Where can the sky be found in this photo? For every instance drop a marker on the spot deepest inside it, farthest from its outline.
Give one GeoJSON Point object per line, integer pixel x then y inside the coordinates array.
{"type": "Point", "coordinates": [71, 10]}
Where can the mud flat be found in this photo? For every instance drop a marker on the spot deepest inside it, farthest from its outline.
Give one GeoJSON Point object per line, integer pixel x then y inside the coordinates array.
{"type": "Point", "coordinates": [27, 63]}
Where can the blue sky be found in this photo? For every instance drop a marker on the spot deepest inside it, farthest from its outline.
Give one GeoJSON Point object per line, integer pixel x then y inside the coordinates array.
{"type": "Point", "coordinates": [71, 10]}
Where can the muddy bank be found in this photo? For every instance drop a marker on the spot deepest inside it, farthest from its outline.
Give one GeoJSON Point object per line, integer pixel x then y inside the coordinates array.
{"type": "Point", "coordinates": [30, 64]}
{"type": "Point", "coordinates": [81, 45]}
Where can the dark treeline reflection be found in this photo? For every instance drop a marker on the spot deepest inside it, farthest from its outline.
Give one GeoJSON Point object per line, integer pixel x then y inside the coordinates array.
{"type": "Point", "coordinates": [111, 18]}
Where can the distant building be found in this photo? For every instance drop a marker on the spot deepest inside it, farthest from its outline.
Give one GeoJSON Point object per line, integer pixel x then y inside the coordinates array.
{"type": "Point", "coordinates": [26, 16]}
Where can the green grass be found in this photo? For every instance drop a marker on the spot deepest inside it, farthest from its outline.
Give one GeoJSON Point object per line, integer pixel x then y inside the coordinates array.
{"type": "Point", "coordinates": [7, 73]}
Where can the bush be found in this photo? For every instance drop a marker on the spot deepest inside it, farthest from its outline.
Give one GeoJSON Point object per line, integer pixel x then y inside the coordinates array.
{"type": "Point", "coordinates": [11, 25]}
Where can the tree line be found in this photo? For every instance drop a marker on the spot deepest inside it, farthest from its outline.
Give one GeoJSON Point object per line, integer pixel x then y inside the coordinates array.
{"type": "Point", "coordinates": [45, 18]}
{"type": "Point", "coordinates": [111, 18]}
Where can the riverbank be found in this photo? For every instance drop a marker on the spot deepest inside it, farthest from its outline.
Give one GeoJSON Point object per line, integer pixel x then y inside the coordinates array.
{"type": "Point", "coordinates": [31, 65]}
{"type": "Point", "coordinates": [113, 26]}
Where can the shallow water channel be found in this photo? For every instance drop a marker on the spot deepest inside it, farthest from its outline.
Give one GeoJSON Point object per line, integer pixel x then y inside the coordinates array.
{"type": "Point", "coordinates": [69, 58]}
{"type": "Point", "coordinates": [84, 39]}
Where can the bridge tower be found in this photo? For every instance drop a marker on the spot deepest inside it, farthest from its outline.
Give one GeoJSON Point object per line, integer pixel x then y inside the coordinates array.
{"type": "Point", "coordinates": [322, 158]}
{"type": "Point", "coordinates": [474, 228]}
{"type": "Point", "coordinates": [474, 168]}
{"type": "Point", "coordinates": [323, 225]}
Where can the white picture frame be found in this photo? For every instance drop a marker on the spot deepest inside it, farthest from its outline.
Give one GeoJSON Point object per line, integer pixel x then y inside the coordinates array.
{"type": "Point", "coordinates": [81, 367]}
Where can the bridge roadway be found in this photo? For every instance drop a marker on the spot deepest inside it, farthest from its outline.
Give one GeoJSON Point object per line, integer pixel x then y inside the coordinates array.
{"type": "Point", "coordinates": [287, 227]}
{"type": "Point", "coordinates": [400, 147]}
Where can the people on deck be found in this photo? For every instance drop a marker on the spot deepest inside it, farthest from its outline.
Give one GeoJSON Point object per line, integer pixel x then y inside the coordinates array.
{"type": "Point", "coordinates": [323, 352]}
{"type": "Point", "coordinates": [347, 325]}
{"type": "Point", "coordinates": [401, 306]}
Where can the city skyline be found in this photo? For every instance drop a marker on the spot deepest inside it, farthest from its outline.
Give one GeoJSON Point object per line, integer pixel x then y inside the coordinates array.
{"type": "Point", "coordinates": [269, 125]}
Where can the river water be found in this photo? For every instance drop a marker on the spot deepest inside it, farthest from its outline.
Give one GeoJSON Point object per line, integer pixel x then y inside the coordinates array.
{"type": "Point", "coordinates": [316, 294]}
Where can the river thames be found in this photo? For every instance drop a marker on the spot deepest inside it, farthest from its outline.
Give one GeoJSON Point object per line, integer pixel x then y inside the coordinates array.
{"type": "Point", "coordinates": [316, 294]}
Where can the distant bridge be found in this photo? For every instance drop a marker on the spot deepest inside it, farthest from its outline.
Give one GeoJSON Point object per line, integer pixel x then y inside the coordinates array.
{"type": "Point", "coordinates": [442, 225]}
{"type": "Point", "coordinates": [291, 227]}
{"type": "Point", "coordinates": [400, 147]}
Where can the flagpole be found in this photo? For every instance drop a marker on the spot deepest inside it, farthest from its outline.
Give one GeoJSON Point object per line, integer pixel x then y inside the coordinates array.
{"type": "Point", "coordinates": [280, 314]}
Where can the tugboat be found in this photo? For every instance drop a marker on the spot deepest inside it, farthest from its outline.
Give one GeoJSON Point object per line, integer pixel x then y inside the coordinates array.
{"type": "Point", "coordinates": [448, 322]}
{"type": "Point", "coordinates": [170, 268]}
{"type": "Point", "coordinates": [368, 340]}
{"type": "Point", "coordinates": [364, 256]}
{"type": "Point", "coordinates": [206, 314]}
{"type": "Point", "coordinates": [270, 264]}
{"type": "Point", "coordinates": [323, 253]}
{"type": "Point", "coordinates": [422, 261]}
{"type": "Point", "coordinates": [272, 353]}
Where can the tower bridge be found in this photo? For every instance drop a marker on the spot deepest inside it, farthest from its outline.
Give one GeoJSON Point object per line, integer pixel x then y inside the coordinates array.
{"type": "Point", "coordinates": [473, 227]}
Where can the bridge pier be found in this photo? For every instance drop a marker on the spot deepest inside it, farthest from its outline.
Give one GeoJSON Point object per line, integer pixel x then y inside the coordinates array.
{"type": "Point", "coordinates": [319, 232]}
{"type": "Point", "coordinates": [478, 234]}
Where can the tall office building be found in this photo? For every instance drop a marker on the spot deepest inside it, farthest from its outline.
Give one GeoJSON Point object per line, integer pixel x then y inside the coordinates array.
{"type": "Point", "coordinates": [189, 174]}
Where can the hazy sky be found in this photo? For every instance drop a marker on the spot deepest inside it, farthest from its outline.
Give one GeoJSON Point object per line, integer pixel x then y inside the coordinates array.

### Aim
Output the complete data exactly as written.

### Right answer
Where can the sky be found in this photo? For every instance drop a marker on the spot deepest inside it, farthest from its outline.
Give one GeoJSON Point object per line, integer pixel x then y inside the coordinates array.
{"type": "Point", "coordinates": [71, 10]}
Where can the mud flat be found in this photo? For every instance drop a marker on the spot deepest inside it, farthest from its outline.
Give one GeoJSON Point object per line, integer pixel x then y inside the coordinates array.
{"type": "Point", "coordinates": [27, 63]}
Where can the blue sky be found in this photo? For every instance drop a marker on the spot deepest inside it, farthest from its outline.
Give one GeoJSON Point object per line, integer pixel x then y inside the coordinates array.
{"type": "Point", "coordinates": [71, 10]}
Where can the muddy bank be found in this photo? For every instance drop a marker on the spot deepest inside it, farthest from its outline.
Give one GeoJSON Point object per line, integer pixel x then y inside the coordinates array.
{"type": "Point", "coordinates": [30, 64]}
{"type": "Point", "coordinates": [81, 45]}
Where can the dark treeline reflection be found in this photo? For every instance drop a marker on the spot deepest inside it, farthest from its outline.
Give one GeoJSON Point object per line, integer pixel x then y inside the coordinates array.
{"type": "Point", "coordinates": [111, 18]}
Where can the distant building be found in this photo? For every instance drop a marker on the spot deepest inside it, farthest from its outline.
Give one GeoJSON Point object per line, integer pixel x then y inside the coordinates array.
{"type": "Point", "coordinates": [26, 16]}
Where can the green grass be found in this photo? For every instance drop a marker on the spot deepest inside it, farthest from its outline.
Give one GeoJSON Point object per line, integer pixel x then y inside the coordinates array.
{"type": "Point", "coordinates": [7, 73]}
Where can the bush be found in this photo? For every instance drop a marker on the spot deepest inside it, farthest from its outline.
Give one GeoJSON Point object per line, integer pixel x then y inside the coordinates array.
{"type": "Point", "coordinates": [11, 25]}
Where can the tree line be found in this photo? For every instance drop a marker on the spot deepest inside it, farthest from its outline.
Give one GeoJSON Point object per line, integer pixel x then y inside the coordinates array.
{"type": "Point", "coordinates": [45, 18]}
{"type": "Point", "coordinates": [111, 18]}
Where can the riverbank be found in this photo? For every instance drop a marker on the spot deepest inside it, farthest from its outline.
Give one GeoJSON Point object per line, integer pixel x then y inside the coordinates array.
{"type": "Point", "coordinates": [31, 65]}
{"type": "Point", "coordinates": [113, 26]}
Where can the shallow water channel be found in this photo? For every instance drop a marker on the spot deepest inside it, farthest from its outline.
Give one GeoJSON Point object per line, integer pixel x then y inside the coordinates array.
{"type": "Point", "coordinates": [69, 58]}
{"type": "Point", "coordinates": [84, 39]}
Where can the bridge tower be found in this photo? For every instance drop a marker on the spot deepest inside it, farthest from its outline.
Give one GeoJSON Point object per line, integer pixel x then y inside the coordinates array.
{"type": "Point", "coordinates": [322, 158]}
{"type": "Point", "coordinates": [474, 228]}
{"type": "Point", "coordinates": [474, 168]}
{"type": "Point", "coordinates": [323, 225]}
Where can the white picture frame be found in this photo? For every instance drop a marker on the spot deepest inside it, farthest from its outline.
Give one GeoJSON Point object per line, integer pixel x then y inside the coordinates array.
{"type": "Point", "coordinates": [81, 367]}
Where can the bridge roadway be found in this photo? For every instance drop a marker on the spot deepest inside it, farthest from its outline.
Give one GeoJSON Point object per line, integer pixel x then y inside the coordinates array.
{"type": "Point", "coordinates": [287, 227]}
{"type": "Point", "coordinates": [400, 147]}
Where can the people on deck be found in this photo? For every instance drop a marker on the spot deepest inside it, farthest from its outline.
Give one GeoJSON Point object per line, integer pixel x then y inside the coordinates array.
{"type": "Point", "coordinates": [323, 352]}
{"type": "Point", "coordinates": [347, 325]}
{"type": "Point", "coordinates": [401, 306]}
Where can the city skyline be found in this photo? For every instance drop a marker on the spot deepest inside it, farthest from its outline.
Give one GeoJSON Point object per line, integer pixel x then y inside the coordinates array.
{"type": "Point", "coordinates": [269, 125]}
Where can the river water be found in this photo? For every instance drop a marker on the spot deepest inside it, farthest from its outline.
Give one GeoJSON Point object per line, integer pixel x then y inside the coordinates array.
{"type": "Point", "coordinates": [316, 294]}
Where can the river thames be found in this photo? For every instance drop a marker on the spot deepest inside it, farthest from its outline.
Give one GeoJSON Point object per line, integer pixel x then y inside the coordinates array.
{"type": "Point", "coordinates": [316, 294]}
Where can the distant bridge be found in this photo? For every instance drop a marker on the spot deepest inside it, farthest from its outline.
Give one GeoJSON Point object per line, integer pixel x then y inside the coordinates array.
{"type": "Point", "coordinates": [442, 225]}
{"type": "Point", "coordinates": [291, 227]}
{"type": "Point", "coordinates": [400, 147]}
Where can the flagpole be found in this photo? For every instance drop a marker on the spot deepest inside it, farthest from its outline.
Give one GeoJSON Point object per line, integer pixel x then y inside the coordinates array.
{"type": "Point", "coordinates": [280, 314]}
Where can the tugboat be found in this photo? For every instance drop a marker on the spot deepest inside it, farthest from its outline.
Give one GeoJSON Point object per line, integer pixel x then y inside the coordinates array.
{"type": "Point", "coordinates": [448, 322]}
{"type": "Point", "coordinates": [170, 268]}
{"type": "Point", "coordinates": [368, 340]}
{"type": "Point", "coordinates": [364, 256]}
{"type": "Point", "coordinates": [206, 314]}
{"type": "Point", "coordinates": [270, 264]}
{"type": "Point", "coordinates": [323, 253]}
{"type": "Point", "coordinates": [422, 261]}
{"type": "Point", "coordinates": [272, 353]}
Where can the tower bridge be found in this photo? For every instance drop a marker on the spot deepest inside it, farthest from its outline.
Give one GeoJSON Point object per line, integer pixel x then y inside the coordinates array.
{"type": "Point", "coordinates": [473, 227]}
Where can the bridge pier be found in this photo? For every instance drop a marker on the spot deepest inside it, farthest from its outline.
Give one GeoJSON Point object per line, integer pixel x then y inside the coordinates array.
{"type": "Point", "coordinates": [319, 232]}
{"type": "Point", "coordinates": [478, 234]}
Where can the tall office building be found in this photo? For every instance drop a marker on the spot deepest inside it, farthest from its outline.
Give one GeoJSON Point object per line, integer pixel x then y inside the coordinates array.
{"type": "Point", "coordinates": [189, 174]}
Where can the hazy sky be found in this photo? For every instance drop a marker on the spot deepest inside it, farthest from its outline.
Give one GeoJSON Point object per line, integer pixel x then y inside the coordinates array.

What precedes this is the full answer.